Monday 19 November 2007

Discovering glory in everyday life.....


I just had to bring you this on a cold November day:

GLORY = when your messiah drives a minivan by timothy paul jones

Heat shimmers upward from the pavement, birthing miniature mirages that dance madly between bumpers and fenders in an endless chain of automobiles. A revolving bank sign reveals that the time is 4:12pm,….Oklahoma on a late summer afternoon…
The conflicting messages on the bumper stickers and the varying rhythms of the heads bobbing above the drivers’ seats divulge the diversity of this area. Hummers and Harleys wait alongside mud spattered pickup trucks and compact cars past their prime.
Nothing here seems glorious. It is an ordinary afternoon filled with ordinary people trying to find their way home amid the hubbub and hullabaloo of their ordinary lives.
My seven-year-old sits beside me in the car, face upturned as she sings along with the latest single by U2. As our car curves to the right, something on the opposite side of the intersection seizes Hannah’s attention.
‘Look!’ she points towards a battered minivan, a fading remnant of that brief moment in the 1980s when Americans inexplicably used the words minivan and cool in the same sentence. ‘Look! There’s Jesus.’
I glimpse just enough of the vehicle’s lone occupant to grasp the reason for her momentary delusion. The driver is long-haired, bearded, and olive-skinned, white teeth glinting through a gentle smile.
The Jesus of a thousand Sunday School take home papers.
Without thinking I smile and reply; ‘No, Hannah. That wasn’t Jesus. It can’t be. Jesus lived on earth a long time ago….almost two thousand years ago. It was just someone who looks like the paintings of Jesus.’
‘But,’ Hannah is staring through the rear window, eyes still riveted to the minivan, ‘It was Jesus! I saw him.’
‘No, Hannah,’ my tone is harsher than I intend. ‘It wasn’t Jesus. It couldn’t have been.’
The minivan vanishes into the jumble of vehicles crisscrossing the intersection, and Hannah coils back into her seat with a whisper, ‘But Daddy, it was.’ As her moment of childlike wonder chokes in a sea of grownup logic, a gentle murmur wends its way past the dry bones of a soul that once found magic wands in the branches of ordinary trees and glorious wonders amid the stars of a common sky.

## Work to complete:
A) Edit the essay on glory in everyday life by giving it again starting with "The Jesus of" and going on through "a common sky.", with "minivan" changed to "station wagon".
B) Pick out and copy every line of the records that contains the string "tree", matching its case exactly.
The essay above has nothing to do with the records that come after it.

## Supplied material:
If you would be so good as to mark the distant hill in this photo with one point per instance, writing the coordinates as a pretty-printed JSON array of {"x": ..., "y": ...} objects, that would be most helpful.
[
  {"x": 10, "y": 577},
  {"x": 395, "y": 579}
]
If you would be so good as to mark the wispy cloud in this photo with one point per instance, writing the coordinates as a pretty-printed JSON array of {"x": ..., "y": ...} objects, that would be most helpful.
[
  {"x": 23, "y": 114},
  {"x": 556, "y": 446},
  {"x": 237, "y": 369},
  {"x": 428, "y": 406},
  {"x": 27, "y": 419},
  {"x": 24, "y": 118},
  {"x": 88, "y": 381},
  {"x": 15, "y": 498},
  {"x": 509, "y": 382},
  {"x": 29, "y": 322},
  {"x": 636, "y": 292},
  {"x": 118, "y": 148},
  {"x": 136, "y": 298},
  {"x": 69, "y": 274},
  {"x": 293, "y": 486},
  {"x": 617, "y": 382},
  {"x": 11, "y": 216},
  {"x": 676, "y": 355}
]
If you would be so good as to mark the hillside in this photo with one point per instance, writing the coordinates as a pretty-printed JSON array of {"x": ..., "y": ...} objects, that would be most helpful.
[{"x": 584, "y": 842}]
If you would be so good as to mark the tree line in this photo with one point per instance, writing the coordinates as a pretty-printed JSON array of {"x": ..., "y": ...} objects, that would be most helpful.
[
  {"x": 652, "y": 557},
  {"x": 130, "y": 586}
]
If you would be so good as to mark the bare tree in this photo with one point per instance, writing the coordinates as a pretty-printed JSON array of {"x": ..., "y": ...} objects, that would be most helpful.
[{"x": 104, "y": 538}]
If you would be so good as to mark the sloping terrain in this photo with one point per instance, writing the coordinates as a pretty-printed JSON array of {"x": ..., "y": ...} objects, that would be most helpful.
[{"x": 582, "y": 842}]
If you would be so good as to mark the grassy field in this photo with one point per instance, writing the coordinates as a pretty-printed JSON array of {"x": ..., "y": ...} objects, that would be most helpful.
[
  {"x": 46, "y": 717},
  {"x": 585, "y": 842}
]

## Expected answers:
A)
The Jesus of a thousand Sunday School take home papers.
Without thinking I smile and reply; ‘No, Hannah. That wasn’t Jesus. It can’t be. Jesus lived on earth a long time ago….almost two thousand years ago. It was just someone who looks like the paintings of Jesus.’
‘But,’ Hannah is staring through the rear window, eyes still riveted to the station wagon, ‘It was Jesus! I saw him.’
‘No, Hannah,’ my tone is harsher than I intend. ‘It wasn’t Jesus. It couldn’t have been.’
The station wagon vanishes into the jumble of vehicles crisscrossing the intersection, and Hannah coils back into her seat with a whisper, ‘But Daddy, it was.’ As her moment of childlike wonder chokes in a sea of grownup logic, a gentle murmur wends its way past the dry bones of a soul that once found magic wands in the branches of ordinary trees and glorious wonders amid the stars of a common sky.

B)
If you would be so good as to mark the tree line in this photo with one point per instance, writing the coordinates as a pretty-printed JSON array of {"x": ..., "y": ...} objects, that would be most helpful.
If you would be so good as to mark the bare tree in this photo with one point per instance, writing the coordinates as a pretty-printed JSON array of {"x": ..., "y": ...} objects, that would be most helpful.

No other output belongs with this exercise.